» Instructions to follow
Write out the stretch of lines below that begins at the line with "Where can you see the bottle of" and ends at the line with "Where can you see the river", including both, exactly as given and nothing more.
***
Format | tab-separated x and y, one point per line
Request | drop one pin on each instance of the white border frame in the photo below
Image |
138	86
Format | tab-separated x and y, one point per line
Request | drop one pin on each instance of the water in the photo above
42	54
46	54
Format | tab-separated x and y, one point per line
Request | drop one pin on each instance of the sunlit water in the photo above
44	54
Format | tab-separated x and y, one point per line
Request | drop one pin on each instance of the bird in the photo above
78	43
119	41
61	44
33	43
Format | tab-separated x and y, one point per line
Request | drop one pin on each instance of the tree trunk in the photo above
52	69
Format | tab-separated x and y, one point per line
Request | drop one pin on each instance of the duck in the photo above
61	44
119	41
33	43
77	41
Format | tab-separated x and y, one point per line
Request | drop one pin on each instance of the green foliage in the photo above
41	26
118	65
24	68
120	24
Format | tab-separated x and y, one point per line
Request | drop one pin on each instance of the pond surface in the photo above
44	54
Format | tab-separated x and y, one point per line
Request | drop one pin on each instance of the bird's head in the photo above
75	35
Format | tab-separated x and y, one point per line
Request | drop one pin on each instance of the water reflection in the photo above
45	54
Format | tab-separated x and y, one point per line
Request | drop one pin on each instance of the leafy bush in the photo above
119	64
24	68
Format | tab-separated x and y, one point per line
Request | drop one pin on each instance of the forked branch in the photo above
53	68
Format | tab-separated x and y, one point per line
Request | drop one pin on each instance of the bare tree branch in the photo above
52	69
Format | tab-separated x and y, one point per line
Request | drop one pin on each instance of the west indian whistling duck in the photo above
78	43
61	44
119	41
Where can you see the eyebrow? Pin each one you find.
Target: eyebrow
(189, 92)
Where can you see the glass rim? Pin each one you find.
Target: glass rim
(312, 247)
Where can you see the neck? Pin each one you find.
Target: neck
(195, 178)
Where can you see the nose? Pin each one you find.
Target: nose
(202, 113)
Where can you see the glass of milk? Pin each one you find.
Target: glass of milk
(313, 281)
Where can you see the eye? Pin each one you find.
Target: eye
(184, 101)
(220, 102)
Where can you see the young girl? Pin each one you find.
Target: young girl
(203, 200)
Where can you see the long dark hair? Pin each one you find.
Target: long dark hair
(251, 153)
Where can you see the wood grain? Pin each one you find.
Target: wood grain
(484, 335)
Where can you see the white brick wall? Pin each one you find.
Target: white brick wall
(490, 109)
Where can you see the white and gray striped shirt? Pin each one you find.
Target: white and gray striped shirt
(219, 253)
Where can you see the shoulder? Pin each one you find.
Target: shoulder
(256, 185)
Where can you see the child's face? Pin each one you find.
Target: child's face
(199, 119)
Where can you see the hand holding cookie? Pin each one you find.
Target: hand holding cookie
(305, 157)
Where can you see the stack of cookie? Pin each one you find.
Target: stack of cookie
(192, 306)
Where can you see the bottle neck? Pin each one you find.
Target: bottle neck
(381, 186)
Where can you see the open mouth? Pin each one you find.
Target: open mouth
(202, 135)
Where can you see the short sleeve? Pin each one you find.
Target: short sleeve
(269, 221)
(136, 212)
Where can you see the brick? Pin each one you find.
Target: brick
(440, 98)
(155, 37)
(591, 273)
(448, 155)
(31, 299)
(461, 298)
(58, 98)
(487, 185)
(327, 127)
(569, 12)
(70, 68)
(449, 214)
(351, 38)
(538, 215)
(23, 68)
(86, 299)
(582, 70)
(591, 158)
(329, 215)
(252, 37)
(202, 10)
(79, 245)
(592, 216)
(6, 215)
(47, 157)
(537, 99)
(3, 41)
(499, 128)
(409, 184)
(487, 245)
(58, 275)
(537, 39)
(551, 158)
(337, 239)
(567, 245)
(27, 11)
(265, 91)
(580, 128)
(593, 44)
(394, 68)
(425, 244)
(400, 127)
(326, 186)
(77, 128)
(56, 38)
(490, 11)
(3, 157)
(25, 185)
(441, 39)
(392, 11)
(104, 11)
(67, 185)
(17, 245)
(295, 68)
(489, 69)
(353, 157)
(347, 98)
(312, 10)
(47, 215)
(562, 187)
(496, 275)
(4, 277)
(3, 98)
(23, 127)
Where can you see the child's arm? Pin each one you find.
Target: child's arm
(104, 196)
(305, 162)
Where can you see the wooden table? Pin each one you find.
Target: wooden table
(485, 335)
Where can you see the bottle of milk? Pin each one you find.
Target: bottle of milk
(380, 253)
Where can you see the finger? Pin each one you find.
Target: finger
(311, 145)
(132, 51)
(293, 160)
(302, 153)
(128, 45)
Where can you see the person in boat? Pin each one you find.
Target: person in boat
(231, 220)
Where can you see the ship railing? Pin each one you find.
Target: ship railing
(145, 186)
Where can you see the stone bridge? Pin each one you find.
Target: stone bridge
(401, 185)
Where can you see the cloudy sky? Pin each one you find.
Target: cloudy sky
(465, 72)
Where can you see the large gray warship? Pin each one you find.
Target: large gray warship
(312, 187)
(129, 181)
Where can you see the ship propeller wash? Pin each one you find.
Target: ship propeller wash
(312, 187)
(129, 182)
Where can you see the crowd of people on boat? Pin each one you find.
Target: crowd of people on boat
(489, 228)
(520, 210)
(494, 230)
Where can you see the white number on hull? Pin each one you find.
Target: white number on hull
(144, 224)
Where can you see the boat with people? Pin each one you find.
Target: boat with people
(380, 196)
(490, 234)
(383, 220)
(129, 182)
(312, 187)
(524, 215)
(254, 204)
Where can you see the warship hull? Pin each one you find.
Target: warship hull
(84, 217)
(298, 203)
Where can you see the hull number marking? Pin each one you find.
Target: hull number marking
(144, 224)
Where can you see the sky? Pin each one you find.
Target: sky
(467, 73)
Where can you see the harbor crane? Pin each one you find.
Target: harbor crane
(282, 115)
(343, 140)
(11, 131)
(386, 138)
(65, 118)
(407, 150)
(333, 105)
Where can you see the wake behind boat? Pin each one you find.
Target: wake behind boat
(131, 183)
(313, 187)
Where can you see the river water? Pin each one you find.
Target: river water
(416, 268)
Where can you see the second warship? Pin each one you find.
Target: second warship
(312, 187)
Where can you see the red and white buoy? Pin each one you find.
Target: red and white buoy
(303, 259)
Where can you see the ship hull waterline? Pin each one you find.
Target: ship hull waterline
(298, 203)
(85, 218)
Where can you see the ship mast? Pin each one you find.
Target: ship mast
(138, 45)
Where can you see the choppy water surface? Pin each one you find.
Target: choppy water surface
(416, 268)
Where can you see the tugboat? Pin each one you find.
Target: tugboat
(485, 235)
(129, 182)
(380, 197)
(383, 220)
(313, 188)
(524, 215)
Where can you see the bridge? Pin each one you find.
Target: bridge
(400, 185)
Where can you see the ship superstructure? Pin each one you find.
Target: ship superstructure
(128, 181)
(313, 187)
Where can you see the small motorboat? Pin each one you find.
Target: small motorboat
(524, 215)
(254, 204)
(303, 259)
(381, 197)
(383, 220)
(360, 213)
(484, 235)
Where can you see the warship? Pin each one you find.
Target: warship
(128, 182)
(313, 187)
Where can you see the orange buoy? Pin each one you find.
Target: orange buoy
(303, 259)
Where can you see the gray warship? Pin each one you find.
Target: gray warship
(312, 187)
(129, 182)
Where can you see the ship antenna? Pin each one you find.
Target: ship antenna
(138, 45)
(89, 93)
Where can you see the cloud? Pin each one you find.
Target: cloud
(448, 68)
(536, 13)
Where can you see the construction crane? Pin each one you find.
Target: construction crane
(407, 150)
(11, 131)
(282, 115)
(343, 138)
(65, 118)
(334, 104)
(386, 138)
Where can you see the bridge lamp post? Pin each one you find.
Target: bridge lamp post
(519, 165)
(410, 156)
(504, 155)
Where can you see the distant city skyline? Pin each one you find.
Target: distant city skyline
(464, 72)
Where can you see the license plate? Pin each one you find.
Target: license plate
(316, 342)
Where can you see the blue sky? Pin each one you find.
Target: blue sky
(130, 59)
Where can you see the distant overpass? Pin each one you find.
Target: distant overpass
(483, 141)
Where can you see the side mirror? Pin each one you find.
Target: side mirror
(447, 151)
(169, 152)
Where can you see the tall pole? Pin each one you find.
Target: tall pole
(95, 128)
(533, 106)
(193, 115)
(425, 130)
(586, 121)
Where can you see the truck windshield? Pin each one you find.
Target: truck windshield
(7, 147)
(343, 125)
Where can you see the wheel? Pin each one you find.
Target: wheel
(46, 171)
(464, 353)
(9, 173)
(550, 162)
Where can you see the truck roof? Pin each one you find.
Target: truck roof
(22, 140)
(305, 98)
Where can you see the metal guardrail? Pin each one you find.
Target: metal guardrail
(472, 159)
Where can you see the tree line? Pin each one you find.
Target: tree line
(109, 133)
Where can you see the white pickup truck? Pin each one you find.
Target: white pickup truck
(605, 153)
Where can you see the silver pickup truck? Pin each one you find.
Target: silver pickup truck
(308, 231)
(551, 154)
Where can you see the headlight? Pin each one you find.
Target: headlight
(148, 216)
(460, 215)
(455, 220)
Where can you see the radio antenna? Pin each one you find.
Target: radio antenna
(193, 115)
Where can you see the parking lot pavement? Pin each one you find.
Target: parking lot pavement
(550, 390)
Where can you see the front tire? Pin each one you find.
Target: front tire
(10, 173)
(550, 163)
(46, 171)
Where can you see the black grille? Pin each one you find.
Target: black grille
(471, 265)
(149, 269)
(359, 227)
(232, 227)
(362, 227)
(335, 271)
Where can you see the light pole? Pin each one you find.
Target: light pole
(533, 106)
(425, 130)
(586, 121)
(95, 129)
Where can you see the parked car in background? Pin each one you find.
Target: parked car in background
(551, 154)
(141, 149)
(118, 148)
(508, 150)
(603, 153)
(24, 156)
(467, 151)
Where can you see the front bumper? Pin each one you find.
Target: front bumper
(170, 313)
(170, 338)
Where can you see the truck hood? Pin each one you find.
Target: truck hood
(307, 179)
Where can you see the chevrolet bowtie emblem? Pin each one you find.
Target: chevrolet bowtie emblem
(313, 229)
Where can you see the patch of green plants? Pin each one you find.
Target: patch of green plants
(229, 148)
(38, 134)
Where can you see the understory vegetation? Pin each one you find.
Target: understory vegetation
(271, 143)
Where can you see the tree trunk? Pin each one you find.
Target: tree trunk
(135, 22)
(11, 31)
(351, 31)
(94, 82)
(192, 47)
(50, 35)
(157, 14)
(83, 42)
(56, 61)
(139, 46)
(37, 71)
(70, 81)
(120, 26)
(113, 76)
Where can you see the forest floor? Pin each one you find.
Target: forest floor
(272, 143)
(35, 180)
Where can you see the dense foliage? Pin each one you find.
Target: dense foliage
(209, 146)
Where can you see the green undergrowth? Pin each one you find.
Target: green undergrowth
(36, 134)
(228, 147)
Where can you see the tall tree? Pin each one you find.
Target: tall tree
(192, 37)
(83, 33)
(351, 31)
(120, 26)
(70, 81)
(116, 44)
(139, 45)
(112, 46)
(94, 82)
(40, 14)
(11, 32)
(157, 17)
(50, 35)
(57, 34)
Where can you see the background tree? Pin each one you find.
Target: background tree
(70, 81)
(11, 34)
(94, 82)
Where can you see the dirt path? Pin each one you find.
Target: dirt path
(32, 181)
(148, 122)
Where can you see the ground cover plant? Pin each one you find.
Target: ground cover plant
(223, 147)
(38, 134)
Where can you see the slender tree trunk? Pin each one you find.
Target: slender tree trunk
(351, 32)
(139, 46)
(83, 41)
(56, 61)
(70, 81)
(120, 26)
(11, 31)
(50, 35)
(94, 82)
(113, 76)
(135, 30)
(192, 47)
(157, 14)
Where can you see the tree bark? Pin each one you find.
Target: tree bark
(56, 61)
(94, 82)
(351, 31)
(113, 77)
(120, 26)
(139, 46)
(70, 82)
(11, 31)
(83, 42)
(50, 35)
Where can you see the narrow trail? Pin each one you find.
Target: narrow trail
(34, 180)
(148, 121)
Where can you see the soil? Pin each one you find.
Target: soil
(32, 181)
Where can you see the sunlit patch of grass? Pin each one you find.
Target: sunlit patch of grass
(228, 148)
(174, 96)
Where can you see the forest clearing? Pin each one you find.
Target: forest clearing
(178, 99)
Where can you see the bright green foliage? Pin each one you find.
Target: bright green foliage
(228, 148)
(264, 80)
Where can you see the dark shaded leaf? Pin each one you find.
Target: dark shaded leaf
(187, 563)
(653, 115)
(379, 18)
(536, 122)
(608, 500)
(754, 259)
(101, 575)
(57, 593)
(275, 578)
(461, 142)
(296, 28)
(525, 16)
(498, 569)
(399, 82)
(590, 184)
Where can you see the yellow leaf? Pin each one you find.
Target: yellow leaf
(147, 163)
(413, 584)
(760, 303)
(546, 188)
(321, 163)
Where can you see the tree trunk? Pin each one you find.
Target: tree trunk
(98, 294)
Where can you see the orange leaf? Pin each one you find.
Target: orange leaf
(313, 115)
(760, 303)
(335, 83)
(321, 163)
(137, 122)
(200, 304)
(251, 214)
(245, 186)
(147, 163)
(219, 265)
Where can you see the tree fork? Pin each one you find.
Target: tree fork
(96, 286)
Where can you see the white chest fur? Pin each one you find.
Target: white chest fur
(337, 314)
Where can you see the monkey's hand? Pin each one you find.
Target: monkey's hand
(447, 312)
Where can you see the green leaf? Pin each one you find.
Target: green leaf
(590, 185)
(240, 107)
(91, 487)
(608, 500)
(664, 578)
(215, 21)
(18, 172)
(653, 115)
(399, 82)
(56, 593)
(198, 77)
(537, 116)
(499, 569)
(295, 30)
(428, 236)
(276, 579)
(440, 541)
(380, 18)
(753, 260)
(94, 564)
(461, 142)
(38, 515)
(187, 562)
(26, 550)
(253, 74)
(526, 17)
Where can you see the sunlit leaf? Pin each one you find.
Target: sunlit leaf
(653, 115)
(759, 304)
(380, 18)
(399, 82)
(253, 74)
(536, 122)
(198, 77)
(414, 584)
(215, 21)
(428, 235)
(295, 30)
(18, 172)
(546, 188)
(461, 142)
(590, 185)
***
» Answer to the exercise
Where can you see the bottle of milk? Pin each one you find.
Target: bottle of milk
(380, 253)
Where can you see the finger? Pin each one you find.
Target: finger
(311, 145)
(132, 51)
(293, 160)
(302, 153)
(128, 45)
Where can you see the person in boat? Pin each one you find.
Target: person in boat
(231, 220)
Where can you see the ship railing? Pin each one you find.
Target: ship railing
(145, 186)
Where can you see the stone bridge? Pin each one you find.
Target: stone bridge
(401, 185)
Where can you see the cloudy sky? Pin each one you find.
Target: cloudy sky
(465, 72)
Where can you see the large gray warship? Pin each one you find.
Target: large gray warship
(312, 187)
(129, 181)
Where can you see the ship propeller wash? Pin each one you find.
Target: ship propeller wash
(312, 187)
(129, 182)
Where can you see the crowd of people on boat? Pin each one you find.
Target: crowd of people on boat
(489, 228)
(520, 210)
(494, 230)
Where can you see the white number on hull? Pin each one you find.
Target: white number on hull
(144, 224)
Where can you see the boat with people? Pin each one you find.
Target: boat with people
(380, 196)
(490, 234)
(383, 220)
(129, 182)
(312, 187)
(524, 215)
(254, 204)
Where can you see the warship hull? Pin each one you find.
Target: warship hull
(84, 217)
(298, 203)
Where can you see the hull number marking? Pin each one you find.
Target: hull number marking
(144, 224)
Where can you see the sky? Pin each one you find.
Target: sky
(467, 73)
Where can you see the harbor crane? Pin each one you find.
Target: harbor crane
(282, 115)
(343, 140)
(11, 131)
(386, 138)
(65, 118)
(407, 150)
(333, 105)
Where can you see the wake behind boat? Pin each one you find.
Target: wake behind boat
(131, 183)
(313, 187)
Where can you see the river water? Pin each one you find.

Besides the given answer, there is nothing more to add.